### DESCRIPTION OF THE TASK
Return the stretch of the FreeBSD portsnap thread from "The portsnap infrastucture" through "its not the...", copied word for word.

### SUPPLIED TEXT
* Begin *

Everything else upgrading to 13.0-RELEASE went swimmingly.


----------



## diego (Apr 14, 2021)

I got the same error on FreeBSD 12.2........you are not alone ogogon


----------



## metsuke (Apr 14, 2021)

vaskark said:


> I've received a different error:
> 
> `make: "/usr/share/mk/bsd.port.mk" line 32: Cannot open /usr/ports/Mk/bsd.port.mk`
> 
> Everything else upgrading to 13.0-RELEASE went swimmingly.


That's related to this thread: https://forums.freebsd.org/threads/...the-directory-usr-ports-mk.79812/#post-505966


----------



## ogogon (Apr 14, 2021)

And how can you successfully update the ports tree now?


----------



## richardtoohey2 (Apr 14, 2021)

Wait until portsnap is updated or try gitup - but not sure that will work on an unsupported version of FreeBSD like 10.4 (EOL 2 1/2 years ago).

If you look in the recent posts about the move to git and what's happening in ports there are various suggestions that might work.


----------



## richardtoohey2 (Apr 14, 2021)

e.g. https://forums.freebsd.org/threads/ports-transitioned-to-git.79598/page-8#post-505892


----------



## drhowarddrfine (Apr 14, 2021)

You can follow Warner Losh's article on his web page about using git to do all this instead of portsnap. It worked well when I tried it and, now that everything there is in its place, I'll be switching to it tomorrow sometime.

EDIT: Well, my links are all dead so I can't find the easy peasy method he outlined. I assume it's elsewhere, possibly the Handbook, but I need to find it, too.


----------



## ogogon (Apr 14, 2021)

richardtoohey2 said:


> Wait until portsnap is updated or try gitup - but not sure that will work on an unsupported version of FreeBSD like 10.4 (EOL 2 1/2 years ago).
> 
> If you look in the recent posts about the move to git and what's happening in ports there are various suggestions that might work.


I'm sorry, of course I meant 11.4.


----------



## SirDice (Apr 14, 2021)

The portsnap infrastucture is currently somewhat dodgy because it's in the process of being migrated. As all versions of FreeBSD use the exact same ports tree, all versions of FreeBSD will have problems with portsnap(8) at the moment. 









						unable to download ports using portsnap fetch by remote server
					

I'm trying to download ports(from remote server) using portsnap fetch but im getting error like "portsnap fetch should not be run non-interactively. Run portsnap cron instead". but i tried portsnap cron im able to download the compressed content inside /var/db/portsnap but seems its not the...




					forums.freebsd.org
				




Either have some patience or give net/gitup or devel/git a try and fetch the ports tree via git.


----------

* End *

### GIVEN RECORDS
* Begin *

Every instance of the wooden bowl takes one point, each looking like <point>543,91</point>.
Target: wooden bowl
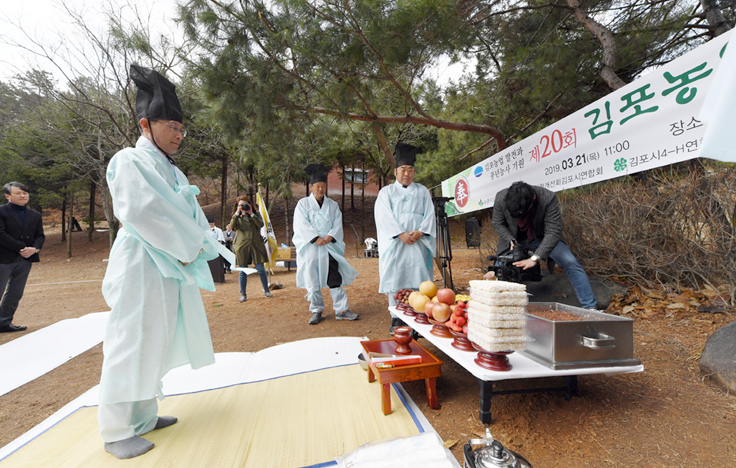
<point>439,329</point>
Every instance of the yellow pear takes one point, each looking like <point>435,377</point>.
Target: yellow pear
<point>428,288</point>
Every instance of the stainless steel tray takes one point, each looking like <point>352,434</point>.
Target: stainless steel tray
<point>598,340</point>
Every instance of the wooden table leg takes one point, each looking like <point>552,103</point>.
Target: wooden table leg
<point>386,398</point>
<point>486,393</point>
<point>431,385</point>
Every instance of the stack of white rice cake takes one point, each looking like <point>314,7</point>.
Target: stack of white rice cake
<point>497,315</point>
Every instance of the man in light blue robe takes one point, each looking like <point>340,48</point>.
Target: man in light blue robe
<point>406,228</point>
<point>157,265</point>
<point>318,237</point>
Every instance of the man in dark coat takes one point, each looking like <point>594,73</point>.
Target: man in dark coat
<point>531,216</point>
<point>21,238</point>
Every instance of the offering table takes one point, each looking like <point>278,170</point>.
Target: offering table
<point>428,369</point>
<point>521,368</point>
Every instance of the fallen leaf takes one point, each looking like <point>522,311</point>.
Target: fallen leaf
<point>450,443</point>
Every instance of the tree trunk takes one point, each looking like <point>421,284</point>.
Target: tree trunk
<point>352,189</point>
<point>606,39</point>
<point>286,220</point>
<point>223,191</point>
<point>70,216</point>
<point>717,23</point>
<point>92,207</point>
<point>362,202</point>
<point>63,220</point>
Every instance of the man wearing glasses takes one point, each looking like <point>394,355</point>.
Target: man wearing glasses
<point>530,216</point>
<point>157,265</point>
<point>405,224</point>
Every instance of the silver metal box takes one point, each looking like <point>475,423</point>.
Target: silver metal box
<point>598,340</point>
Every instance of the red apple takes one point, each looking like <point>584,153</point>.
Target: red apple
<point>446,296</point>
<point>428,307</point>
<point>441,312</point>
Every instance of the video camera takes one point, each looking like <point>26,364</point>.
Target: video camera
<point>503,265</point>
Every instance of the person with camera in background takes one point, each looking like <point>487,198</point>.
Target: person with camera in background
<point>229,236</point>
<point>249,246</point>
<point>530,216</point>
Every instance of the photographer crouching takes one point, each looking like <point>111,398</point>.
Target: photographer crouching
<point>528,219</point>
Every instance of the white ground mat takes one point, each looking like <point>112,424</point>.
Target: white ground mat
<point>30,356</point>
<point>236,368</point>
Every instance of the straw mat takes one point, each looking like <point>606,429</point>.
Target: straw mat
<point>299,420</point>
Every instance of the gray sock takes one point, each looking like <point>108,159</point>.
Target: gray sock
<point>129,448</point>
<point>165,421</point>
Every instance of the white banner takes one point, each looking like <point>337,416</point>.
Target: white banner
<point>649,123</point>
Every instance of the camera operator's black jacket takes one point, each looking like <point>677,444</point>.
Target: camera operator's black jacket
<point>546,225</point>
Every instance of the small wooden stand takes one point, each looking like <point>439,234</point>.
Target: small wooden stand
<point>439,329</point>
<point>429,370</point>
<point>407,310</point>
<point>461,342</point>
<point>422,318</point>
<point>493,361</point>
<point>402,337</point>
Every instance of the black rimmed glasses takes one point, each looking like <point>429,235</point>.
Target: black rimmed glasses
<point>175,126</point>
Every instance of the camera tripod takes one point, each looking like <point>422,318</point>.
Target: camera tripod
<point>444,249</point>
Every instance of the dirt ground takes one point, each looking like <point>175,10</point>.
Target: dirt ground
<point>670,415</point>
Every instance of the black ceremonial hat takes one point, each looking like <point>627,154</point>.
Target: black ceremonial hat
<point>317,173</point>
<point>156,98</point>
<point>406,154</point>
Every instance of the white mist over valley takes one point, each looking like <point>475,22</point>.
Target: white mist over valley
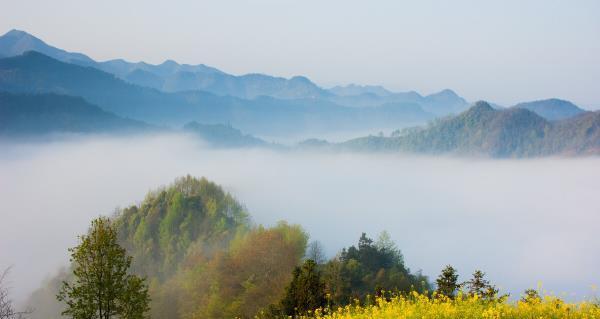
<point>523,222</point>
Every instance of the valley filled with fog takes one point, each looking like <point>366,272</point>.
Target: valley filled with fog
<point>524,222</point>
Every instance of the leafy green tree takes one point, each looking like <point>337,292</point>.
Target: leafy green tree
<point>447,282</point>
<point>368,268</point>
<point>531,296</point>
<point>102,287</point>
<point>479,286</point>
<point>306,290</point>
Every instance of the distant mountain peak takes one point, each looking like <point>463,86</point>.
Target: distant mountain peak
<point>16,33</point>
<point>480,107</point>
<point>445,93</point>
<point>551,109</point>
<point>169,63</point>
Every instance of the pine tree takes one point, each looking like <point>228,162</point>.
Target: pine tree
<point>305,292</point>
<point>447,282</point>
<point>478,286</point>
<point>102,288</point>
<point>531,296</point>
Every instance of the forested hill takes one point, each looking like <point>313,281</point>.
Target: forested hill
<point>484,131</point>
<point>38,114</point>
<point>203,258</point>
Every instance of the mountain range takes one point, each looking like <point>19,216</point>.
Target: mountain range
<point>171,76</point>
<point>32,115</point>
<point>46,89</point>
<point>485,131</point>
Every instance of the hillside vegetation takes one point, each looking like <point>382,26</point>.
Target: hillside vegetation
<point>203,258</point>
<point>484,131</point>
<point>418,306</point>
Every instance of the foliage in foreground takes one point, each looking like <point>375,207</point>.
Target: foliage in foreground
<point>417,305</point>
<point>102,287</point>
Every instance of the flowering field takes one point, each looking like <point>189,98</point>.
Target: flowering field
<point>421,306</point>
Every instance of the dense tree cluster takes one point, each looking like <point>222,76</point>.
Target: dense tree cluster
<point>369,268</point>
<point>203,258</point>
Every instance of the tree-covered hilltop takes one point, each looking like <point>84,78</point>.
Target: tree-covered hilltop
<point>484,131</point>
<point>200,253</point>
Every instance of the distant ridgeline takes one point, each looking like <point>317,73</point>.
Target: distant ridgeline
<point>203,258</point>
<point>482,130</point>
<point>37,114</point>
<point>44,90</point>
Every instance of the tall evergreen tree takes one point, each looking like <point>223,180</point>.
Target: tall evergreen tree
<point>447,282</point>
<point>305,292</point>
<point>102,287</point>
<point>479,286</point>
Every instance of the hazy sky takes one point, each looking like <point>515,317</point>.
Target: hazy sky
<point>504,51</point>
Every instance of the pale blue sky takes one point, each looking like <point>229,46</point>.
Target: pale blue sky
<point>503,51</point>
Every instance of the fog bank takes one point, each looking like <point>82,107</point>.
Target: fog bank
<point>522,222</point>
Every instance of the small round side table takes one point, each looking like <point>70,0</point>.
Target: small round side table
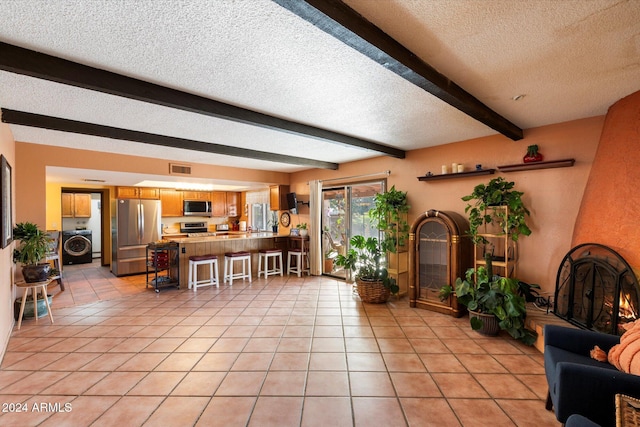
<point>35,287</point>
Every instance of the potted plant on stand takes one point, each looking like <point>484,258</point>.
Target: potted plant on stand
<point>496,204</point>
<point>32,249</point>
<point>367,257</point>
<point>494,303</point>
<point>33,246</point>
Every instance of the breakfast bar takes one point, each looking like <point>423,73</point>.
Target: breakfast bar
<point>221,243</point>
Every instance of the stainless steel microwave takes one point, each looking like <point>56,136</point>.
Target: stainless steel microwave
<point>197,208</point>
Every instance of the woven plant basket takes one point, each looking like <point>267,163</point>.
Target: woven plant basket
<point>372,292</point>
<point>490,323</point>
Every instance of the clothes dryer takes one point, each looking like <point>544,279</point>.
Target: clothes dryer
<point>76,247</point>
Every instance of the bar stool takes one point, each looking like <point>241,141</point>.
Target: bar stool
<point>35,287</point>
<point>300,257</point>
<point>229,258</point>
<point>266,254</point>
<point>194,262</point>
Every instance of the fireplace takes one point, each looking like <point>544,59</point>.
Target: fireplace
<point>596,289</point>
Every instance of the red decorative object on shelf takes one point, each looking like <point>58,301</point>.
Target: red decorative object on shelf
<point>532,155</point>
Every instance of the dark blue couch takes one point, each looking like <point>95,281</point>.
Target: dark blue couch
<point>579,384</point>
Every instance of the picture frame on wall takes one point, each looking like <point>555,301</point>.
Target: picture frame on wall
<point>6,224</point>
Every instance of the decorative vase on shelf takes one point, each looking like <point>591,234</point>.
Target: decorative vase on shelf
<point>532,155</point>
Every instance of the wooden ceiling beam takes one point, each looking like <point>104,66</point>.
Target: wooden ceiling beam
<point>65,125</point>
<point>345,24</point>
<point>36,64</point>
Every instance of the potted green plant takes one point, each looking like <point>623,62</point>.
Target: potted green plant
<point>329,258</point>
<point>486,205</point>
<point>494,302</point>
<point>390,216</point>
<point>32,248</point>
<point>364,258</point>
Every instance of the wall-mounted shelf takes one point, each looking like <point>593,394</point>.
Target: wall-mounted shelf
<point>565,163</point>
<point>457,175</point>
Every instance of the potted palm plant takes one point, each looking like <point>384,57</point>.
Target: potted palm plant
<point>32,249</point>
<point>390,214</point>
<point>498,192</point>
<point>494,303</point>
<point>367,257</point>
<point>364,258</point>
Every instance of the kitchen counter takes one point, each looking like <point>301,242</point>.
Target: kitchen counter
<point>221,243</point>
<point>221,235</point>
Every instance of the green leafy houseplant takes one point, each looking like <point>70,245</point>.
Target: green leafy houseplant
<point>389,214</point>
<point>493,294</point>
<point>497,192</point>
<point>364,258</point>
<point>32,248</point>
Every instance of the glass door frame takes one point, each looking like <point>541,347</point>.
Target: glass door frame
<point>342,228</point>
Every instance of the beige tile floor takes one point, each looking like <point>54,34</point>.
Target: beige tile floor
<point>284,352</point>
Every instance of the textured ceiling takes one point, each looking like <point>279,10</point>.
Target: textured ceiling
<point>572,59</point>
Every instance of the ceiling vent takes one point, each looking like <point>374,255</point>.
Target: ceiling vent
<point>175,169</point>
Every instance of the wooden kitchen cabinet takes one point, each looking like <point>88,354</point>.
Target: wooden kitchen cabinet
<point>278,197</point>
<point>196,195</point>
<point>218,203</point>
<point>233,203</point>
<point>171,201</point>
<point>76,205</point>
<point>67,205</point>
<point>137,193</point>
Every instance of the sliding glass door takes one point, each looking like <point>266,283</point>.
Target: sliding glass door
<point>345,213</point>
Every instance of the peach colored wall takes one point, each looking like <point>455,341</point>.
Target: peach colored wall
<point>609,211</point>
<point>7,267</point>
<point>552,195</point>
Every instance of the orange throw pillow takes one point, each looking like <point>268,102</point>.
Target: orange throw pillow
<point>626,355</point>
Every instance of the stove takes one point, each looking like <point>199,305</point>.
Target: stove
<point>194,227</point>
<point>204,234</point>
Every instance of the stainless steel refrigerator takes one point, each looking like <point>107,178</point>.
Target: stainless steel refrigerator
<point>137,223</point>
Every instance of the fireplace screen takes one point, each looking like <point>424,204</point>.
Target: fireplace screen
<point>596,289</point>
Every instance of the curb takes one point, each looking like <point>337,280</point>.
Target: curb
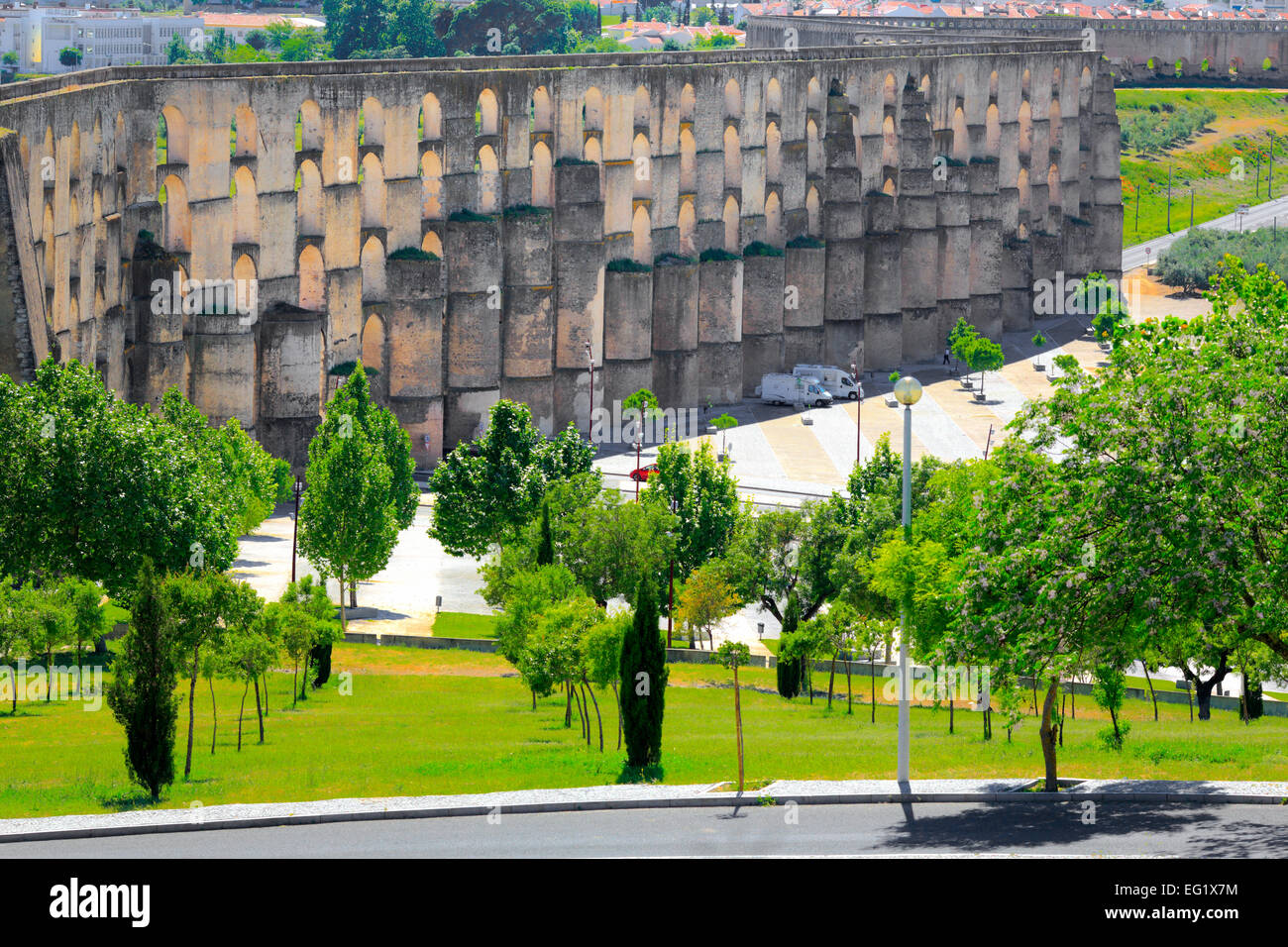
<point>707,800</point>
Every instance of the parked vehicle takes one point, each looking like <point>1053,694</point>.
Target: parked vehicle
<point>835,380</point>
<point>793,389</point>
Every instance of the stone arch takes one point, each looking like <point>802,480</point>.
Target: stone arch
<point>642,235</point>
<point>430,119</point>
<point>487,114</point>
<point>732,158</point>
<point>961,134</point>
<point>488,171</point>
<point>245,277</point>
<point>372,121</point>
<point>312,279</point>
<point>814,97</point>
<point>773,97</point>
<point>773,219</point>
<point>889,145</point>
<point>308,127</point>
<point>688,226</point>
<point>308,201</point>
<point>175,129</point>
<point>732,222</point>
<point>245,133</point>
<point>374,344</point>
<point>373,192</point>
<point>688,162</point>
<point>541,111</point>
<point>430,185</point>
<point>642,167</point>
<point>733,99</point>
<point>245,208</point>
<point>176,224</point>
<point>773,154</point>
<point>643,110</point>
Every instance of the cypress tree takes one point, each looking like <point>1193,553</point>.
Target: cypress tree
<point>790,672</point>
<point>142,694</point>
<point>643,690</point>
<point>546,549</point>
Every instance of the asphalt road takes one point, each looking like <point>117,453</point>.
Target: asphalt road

* End *

### COMPLETED TASK
The portsnap infrastucture is currently somewhat dodgy because it's in the process of being migrated. As all versions of FreeBSD use the exact same ports tree, all versions of FreeBSD will have problems with portsnap(8) at the moment. 









						unable to download ports using portsnap fetch by remote server
					

I'm trying to download ports(from remote server) using portsnap fetch but im getting error like "portsnap fetch should not be run non-interactively. Run portsnap cron instead". but i tried portsnap cron im able to download the compressed content inside /var/db/portsnap but seems its not the...